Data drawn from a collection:
^^^^^^^^

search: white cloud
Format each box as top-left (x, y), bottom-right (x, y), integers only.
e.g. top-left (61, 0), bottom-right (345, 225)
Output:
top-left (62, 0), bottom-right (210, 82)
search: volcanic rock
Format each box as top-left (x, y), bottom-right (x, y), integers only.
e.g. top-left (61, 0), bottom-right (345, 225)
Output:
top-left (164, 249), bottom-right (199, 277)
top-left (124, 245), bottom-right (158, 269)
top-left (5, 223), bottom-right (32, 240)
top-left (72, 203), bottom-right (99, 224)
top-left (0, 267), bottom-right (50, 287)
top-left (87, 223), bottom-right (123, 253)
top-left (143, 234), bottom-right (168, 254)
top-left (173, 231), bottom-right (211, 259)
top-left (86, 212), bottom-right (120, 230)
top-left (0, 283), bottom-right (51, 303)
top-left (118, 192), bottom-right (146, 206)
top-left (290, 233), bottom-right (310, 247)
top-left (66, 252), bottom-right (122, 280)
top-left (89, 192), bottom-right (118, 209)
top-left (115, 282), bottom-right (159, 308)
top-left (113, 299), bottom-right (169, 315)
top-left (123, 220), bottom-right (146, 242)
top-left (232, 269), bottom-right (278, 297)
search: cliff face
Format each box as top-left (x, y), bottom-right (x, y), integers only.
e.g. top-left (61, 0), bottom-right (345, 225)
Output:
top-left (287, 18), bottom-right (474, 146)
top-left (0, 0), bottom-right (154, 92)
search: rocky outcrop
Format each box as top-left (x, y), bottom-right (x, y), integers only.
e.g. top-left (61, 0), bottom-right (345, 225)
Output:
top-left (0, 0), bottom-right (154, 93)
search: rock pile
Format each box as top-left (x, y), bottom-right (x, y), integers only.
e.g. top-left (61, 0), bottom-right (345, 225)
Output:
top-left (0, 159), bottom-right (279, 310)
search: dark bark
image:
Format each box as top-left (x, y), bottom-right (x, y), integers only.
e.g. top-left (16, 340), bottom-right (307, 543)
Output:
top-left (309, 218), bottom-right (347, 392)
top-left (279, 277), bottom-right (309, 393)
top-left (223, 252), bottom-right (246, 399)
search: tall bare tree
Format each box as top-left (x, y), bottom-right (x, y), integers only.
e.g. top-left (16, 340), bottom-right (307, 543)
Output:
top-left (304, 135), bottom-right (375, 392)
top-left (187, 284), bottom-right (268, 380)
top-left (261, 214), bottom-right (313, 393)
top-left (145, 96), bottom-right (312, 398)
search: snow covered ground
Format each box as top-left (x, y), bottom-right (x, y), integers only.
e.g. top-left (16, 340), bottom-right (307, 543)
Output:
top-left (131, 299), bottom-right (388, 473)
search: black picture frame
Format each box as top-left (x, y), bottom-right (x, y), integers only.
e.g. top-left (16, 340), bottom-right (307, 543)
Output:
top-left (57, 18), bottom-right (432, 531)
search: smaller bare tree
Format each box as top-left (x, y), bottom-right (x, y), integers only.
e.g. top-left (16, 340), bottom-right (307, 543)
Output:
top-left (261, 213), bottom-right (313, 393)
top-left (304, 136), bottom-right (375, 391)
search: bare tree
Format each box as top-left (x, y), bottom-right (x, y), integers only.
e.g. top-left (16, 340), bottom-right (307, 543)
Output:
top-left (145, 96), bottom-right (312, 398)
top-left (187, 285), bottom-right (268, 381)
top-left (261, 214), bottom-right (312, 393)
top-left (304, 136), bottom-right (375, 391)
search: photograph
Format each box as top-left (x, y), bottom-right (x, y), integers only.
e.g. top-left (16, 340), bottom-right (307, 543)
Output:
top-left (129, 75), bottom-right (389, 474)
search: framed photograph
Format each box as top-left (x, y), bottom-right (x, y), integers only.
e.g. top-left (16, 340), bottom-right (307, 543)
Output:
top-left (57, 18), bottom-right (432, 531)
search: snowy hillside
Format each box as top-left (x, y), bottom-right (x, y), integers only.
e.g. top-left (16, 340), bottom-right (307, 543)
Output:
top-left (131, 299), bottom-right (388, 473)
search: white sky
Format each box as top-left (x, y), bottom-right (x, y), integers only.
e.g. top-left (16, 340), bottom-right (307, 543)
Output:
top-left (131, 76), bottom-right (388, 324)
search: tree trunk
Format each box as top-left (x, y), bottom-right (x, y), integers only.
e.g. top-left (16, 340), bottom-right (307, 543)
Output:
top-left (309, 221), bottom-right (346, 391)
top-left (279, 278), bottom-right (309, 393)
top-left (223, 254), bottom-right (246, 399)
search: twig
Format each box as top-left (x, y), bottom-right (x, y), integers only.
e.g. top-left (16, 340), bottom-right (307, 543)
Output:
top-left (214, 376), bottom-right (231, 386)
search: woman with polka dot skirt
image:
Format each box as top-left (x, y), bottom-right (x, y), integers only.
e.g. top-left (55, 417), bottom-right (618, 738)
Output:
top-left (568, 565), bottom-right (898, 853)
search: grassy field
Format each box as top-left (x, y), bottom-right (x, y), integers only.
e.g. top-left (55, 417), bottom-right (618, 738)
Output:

^^^^^^^^

TASK PROMPT — Reproduce the lines from the one containing "search: tree trunk" through the final line, substituting "whole numbers only" for "integers only" and leaving everything else unchanged.

RESPONSE FOR THIS EXERCISE —
search: tree trunk
Format each box as top-left (x, y), bottom-right (x, y), whole numbers only.
e.g. top-left (16, 340), bottom-right (307, 543)
Output:
top-left (309, 221), bottom-right (346, 391)
top-left (279, 278), bottom-right (309, 393)
top-left (223, 254), bottom-right (246, 399)
search: twig
Format each box as top-left (x, y), bottom-right (x, y), whole numbers only.
e.g. top-left (16, 340), bottom-right (307, 543)
Output:
top-left (214, 376), bottom-right (231, 386)
search: woman with polka dot skirt
image:
Format each box as top-left (x, y), bottom-right (x, y), whole numbers only.
e.g. top-left (55, 417), bottom-right (618, 738)
Output:
top-left (568, 565), bottom-right (898, 853)
search: grassy field
Format each box as top-left (x, y), bottom-right (x, y), whole numbers only.
e.g. top-left (55, 417), bottom-right (618, 738)
Output:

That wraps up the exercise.